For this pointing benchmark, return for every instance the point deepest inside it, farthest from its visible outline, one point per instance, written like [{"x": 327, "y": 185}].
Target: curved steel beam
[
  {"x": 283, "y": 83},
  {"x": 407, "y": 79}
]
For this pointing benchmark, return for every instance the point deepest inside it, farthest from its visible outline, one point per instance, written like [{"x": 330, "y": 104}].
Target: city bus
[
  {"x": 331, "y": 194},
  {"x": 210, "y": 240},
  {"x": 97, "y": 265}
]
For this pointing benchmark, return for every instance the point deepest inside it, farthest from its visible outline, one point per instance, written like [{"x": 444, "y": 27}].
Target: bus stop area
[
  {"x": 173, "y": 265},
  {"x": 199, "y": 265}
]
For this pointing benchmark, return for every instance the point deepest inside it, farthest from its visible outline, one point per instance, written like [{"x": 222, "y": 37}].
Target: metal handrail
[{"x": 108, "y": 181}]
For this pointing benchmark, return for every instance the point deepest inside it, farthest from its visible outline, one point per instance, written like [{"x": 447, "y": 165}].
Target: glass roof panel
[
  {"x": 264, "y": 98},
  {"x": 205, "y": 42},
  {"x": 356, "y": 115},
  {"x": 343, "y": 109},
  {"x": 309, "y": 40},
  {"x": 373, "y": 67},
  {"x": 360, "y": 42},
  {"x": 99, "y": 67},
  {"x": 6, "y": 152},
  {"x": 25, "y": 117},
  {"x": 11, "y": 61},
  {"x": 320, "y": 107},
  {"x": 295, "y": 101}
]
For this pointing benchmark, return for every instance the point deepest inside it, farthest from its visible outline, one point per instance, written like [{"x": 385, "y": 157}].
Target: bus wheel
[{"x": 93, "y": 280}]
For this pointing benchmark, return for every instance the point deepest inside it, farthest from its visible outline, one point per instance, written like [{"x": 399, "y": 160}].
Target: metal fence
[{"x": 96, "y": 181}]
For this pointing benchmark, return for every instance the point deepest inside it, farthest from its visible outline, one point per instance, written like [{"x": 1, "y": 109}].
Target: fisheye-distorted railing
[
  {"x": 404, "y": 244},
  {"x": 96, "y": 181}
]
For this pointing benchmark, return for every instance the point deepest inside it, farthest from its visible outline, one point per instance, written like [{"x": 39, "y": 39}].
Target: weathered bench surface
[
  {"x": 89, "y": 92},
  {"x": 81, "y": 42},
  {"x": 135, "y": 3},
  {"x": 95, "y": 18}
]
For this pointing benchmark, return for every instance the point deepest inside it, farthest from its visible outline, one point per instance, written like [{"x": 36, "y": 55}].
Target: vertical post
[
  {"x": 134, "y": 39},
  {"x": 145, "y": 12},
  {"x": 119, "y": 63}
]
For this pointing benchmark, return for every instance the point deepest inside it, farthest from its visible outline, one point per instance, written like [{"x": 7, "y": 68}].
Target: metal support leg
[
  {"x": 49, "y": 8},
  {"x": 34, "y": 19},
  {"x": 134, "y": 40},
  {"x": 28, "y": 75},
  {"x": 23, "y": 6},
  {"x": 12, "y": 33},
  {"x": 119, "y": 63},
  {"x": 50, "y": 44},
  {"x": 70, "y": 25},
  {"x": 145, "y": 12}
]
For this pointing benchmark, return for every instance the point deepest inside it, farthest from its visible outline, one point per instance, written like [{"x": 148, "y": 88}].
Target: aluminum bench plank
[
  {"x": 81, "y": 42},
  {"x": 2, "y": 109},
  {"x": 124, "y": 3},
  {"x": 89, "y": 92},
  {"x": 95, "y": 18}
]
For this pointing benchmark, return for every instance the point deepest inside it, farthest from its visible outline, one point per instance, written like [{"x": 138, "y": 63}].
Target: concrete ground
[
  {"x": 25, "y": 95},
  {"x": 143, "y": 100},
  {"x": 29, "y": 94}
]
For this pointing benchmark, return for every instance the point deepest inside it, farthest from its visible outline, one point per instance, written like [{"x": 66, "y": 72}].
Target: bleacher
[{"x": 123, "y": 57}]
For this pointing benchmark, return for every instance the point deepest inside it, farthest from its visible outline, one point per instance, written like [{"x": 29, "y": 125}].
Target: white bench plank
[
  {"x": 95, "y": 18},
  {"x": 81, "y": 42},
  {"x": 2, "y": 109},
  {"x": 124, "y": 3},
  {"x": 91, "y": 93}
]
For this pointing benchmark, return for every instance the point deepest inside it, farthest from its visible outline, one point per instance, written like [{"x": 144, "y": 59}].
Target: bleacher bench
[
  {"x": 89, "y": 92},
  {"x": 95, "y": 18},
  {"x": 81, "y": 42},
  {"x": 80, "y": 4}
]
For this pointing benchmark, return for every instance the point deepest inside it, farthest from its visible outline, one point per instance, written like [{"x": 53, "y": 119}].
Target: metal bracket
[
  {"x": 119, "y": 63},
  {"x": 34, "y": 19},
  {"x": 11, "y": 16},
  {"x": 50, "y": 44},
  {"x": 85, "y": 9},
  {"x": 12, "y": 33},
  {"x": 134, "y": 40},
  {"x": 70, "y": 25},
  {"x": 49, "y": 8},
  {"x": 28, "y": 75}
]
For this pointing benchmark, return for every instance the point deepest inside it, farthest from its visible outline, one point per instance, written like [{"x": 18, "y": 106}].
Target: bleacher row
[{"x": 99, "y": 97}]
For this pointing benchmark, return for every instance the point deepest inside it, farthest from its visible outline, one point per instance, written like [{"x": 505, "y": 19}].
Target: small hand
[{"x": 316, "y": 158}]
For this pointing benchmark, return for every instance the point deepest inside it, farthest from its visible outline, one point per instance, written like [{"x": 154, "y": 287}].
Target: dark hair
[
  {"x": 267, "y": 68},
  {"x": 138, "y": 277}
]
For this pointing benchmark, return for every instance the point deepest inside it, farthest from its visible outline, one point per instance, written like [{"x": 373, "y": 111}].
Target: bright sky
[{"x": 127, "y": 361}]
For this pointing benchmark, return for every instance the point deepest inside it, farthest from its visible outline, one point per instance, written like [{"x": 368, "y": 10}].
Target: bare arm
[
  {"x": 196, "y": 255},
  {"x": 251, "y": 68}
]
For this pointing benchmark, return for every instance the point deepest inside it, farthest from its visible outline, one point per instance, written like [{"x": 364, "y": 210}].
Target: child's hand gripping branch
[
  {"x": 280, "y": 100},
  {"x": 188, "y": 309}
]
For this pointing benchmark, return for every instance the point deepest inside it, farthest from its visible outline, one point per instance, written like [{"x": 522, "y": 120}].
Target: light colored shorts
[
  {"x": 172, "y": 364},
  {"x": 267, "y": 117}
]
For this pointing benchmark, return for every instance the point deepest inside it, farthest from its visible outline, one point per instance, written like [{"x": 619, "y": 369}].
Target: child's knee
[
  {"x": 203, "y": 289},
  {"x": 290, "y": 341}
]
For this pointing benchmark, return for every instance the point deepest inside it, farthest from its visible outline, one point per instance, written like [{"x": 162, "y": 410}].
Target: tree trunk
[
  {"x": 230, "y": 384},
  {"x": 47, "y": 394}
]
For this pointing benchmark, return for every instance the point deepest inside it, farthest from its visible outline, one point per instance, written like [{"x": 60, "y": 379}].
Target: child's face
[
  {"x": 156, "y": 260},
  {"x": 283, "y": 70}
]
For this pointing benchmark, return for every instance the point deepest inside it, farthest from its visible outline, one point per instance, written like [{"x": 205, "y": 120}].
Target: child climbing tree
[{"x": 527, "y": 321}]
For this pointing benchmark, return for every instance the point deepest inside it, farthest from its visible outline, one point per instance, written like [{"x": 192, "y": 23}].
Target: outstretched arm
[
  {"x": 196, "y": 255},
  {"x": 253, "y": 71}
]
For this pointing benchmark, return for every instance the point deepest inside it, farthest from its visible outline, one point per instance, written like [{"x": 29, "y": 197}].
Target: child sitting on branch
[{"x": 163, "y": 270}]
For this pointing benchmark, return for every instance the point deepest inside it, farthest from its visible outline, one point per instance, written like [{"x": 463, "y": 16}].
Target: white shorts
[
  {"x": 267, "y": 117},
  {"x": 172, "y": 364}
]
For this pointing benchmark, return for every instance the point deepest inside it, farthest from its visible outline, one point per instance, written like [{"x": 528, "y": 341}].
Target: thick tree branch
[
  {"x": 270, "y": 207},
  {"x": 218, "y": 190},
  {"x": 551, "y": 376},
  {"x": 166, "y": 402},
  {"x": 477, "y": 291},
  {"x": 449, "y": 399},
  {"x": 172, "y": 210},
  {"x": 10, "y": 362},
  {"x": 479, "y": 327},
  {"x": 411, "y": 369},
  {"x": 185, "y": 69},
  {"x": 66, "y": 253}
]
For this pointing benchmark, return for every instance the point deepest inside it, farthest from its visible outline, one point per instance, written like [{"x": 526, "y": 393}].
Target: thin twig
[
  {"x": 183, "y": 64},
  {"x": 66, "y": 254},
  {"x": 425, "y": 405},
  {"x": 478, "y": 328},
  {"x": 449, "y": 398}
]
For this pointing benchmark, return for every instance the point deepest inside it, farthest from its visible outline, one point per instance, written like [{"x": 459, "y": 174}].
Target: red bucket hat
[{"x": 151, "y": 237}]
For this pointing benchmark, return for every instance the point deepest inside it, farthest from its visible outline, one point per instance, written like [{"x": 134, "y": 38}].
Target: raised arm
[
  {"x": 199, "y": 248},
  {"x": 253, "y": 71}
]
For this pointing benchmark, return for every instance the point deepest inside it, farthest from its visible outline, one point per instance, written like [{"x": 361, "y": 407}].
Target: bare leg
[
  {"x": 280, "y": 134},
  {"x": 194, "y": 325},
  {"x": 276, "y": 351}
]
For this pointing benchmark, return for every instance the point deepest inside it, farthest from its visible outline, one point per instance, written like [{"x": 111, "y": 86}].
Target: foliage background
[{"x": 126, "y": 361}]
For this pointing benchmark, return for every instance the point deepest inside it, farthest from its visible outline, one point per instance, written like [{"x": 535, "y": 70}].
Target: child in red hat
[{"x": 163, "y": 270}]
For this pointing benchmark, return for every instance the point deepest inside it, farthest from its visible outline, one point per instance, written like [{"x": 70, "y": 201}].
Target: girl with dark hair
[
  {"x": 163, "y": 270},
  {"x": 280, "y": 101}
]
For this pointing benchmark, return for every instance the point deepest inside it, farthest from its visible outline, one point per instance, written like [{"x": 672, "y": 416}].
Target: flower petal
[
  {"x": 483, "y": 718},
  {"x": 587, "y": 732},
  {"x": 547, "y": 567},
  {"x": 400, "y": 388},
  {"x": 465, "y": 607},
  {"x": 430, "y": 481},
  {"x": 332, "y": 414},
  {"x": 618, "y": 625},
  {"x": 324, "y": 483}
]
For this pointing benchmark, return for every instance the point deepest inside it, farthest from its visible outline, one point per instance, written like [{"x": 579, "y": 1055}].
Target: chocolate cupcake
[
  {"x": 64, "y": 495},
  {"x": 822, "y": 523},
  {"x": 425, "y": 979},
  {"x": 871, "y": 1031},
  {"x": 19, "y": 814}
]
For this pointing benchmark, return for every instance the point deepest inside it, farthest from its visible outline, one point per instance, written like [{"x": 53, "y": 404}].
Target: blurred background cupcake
· · · ·
The problem
Pull out every line of the listing above that contains the string "hair", and copy each one without changes.

Result
Target: dark hair
Target: girl with dark hair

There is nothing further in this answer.